**Given problem 1**
According to the interview excerpt, in which town was the speaker's mother's home?

**Document excerpt**
▶

I think one of the greatest triumphs of writing for my community’s history is that I get to be active in filling others’ pots with oil, imagining a world that yields to wonder while acknowledging survivors of injustice and indenture—creating a new future with my own dreaming. The impermanence of all things comforts and unsettles me. I fill diyas with mustard oil, wind a wick of cotton and light it. I know darkness comes to swallow the flame, how after the light burns all the oil and leaves scorch marks on the clay, the hand molded lamp then breaks down again into dust. But once there was a light and it burned for others to fill more clay lamps. Which flame is mine?

Believing that this body is a clay pot derives not only from South Asian poetics, but also represents my spirituality. My poems are also small vessels that try to contain a similar spark. I am happy that more and more people from my community are being acknowledged for the work that they are doing.

Rumpus: I love how when discussing your own work you keep returning to the work of others, your “community.” I think of The Rumpus as a kind of community, and I would like to hear your thoughts on The Rumpus’s “Inaugural Poem Project,” which launched in the days before the inauguration of Donald Trump as president. Regarding your poem, in particular, “Inaugural Poem,” I’m struck again by the geographic sprawl of it, as it travels from Florida to Wyoming to North Carolina to Honolulu. What are the pressures and rewards of writing this poem-in-the-moment?

Mohabir: Some folks think that there were more attacks against queers and people of color, more violences perpetrated, more visceral and palpable racism since the election. I do not believe so. Black and brown bodies have been and are still threatened by American institutional racism. I think that systemic and aggressive racism is a reality of living in the United States that many people and poets have been resisting for a very long time. In my poem I wanted to show the simultaneity of various oppressions throughout the United States and connect them in a constellation.

After the election, I called my mother right away and told her not to leave her home in New Smyrna Beach for a couple of days. After 9/11 she called me pleading that I not leave my house in Gainesville, Florida, because she knew the deal. She knew that brown bodies are all lumped into the category “Threatening.” She knew that our bodies would be hunted, that we would be attacked in our churches, mandirs, and masjids. These emboldened racists were my neighbors, my classmates, strangers at the gas stations—everywhere.

◀

**Recorded data**

▶

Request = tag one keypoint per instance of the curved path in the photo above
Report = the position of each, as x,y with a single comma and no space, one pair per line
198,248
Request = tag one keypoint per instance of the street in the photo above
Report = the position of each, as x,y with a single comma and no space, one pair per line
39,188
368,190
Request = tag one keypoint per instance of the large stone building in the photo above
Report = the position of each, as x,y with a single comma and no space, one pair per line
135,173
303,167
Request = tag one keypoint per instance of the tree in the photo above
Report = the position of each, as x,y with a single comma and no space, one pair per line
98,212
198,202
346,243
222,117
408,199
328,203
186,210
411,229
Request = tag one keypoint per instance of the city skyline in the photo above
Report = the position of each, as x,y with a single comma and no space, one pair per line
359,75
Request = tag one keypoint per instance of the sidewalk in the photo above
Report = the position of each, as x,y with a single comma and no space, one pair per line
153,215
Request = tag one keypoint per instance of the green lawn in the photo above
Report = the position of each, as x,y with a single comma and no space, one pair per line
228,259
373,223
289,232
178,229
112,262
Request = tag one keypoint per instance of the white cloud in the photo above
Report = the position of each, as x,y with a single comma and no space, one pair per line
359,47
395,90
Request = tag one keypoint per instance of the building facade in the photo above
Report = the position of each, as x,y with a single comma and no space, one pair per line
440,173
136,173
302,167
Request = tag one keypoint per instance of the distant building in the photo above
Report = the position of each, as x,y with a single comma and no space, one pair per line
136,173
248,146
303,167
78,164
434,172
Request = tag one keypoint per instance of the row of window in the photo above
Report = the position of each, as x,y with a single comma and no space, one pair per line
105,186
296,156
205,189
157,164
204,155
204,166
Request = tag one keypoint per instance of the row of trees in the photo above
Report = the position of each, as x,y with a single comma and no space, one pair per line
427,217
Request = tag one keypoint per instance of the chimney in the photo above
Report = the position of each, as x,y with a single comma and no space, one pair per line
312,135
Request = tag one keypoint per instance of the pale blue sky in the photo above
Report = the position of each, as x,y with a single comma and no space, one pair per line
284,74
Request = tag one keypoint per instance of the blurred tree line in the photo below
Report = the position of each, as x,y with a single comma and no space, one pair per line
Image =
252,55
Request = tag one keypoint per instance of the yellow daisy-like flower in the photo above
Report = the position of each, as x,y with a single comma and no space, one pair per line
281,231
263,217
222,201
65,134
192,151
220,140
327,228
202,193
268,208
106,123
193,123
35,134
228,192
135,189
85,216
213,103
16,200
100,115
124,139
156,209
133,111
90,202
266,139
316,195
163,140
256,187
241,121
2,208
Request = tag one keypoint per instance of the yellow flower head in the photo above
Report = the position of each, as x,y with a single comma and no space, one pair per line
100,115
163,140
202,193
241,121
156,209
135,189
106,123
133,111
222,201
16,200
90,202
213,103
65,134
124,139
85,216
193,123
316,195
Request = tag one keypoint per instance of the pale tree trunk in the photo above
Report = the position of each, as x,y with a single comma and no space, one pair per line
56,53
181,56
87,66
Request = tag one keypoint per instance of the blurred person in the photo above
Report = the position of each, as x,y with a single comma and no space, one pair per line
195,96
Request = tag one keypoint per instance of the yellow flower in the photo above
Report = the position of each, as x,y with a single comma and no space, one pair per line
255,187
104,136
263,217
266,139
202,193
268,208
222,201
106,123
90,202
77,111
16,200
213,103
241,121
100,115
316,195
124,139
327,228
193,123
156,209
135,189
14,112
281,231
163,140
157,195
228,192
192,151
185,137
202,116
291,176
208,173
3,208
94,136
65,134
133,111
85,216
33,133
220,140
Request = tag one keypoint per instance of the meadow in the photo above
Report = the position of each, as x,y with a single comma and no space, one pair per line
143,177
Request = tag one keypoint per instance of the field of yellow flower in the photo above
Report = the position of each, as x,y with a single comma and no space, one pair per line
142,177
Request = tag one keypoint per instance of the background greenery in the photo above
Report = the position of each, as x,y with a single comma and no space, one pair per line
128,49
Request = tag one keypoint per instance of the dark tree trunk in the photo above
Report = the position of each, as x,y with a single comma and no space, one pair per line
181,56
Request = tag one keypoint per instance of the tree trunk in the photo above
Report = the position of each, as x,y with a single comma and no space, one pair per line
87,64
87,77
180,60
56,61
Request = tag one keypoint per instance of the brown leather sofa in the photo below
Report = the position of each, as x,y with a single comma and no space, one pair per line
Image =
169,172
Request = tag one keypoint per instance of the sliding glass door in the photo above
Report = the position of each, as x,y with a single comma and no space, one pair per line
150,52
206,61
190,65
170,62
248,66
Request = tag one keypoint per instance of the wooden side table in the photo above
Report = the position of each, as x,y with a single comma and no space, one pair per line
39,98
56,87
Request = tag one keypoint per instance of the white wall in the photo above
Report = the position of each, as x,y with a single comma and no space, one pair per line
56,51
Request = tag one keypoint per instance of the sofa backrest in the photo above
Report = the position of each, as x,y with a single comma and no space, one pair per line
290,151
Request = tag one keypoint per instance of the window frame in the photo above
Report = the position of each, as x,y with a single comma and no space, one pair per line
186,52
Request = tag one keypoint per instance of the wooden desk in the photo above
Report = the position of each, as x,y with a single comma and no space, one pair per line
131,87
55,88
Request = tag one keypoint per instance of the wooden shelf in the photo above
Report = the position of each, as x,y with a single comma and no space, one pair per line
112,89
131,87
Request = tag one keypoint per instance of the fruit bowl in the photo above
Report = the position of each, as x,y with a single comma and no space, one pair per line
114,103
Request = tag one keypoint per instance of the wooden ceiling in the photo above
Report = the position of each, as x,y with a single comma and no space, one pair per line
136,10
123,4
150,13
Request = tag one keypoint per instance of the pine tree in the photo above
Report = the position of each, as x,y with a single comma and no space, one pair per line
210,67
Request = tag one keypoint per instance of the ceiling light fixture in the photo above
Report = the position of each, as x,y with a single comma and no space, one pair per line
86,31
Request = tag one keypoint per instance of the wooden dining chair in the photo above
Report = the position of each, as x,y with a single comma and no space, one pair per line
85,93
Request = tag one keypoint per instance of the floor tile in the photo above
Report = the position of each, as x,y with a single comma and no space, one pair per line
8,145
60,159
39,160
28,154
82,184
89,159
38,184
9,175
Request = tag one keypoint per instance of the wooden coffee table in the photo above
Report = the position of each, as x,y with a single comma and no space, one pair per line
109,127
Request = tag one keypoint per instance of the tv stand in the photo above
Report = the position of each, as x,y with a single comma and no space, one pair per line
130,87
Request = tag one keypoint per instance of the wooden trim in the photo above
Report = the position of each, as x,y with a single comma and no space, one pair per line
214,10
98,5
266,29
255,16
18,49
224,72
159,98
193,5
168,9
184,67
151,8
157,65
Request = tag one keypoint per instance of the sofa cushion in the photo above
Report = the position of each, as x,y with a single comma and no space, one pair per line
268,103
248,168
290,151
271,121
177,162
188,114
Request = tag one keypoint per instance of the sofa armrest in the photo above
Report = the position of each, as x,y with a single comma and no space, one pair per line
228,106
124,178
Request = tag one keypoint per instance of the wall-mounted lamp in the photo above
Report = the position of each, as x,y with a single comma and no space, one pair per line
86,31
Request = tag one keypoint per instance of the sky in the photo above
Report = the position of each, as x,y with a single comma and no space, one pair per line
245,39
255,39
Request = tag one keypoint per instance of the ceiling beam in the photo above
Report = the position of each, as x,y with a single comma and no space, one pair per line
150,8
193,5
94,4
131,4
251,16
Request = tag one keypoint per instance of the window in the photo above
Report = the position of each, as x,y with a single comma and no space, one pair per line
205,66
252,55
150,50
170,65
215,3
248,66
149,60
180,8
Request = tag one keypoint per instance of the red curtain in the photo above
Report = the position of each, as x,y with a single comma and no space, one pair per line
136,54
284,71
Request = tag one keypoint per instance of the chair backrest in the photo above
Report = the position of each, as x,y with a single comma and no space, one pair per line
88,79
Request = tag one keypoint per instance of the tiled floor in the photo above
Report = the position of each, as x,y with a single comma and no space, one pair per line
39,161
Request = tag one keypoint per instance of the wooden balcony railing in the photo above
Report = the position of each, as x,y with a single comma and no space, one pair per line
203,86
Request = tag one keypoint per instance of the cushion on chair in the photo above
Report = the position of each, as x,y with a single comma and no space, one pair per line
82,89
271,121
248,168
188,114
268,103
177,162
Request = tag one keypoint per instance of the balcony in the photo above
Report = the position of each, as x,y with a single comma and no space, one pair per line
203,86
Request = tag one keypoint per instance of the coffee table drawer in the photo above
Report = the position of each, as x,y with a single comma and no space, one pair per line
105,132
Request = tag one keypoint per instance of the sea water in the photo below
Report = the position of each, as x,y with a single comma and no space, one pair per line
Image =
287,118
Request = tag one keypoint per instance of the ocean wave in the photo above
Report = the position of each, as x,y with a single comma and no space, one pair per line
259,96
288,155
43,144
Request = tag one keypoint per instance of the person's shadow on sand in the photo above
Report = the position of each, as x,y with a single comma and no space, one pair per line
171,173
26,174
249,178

◀

**Given problem 2**
Rename "keypoint" to "marker" in the entries from the line containing "Request = tag one keypoint per instance of the ocean" through the end of the entries, and give only those lines with nothing else changed.

**Final result 1**
New Smyrna Beach.

**Final result 2**
Request = tag one marker per instance of the ocean wave in the photo above
Report = the position of each, as x,y with a single comma and no space, one pair per line
259,96
288,155
43,144
Request = tag one marker per instance of the person's shadow on sand in the photo above
Report = the position of each, as x,y with a single comma and no space, one pair per line
171,173
26,174
249,178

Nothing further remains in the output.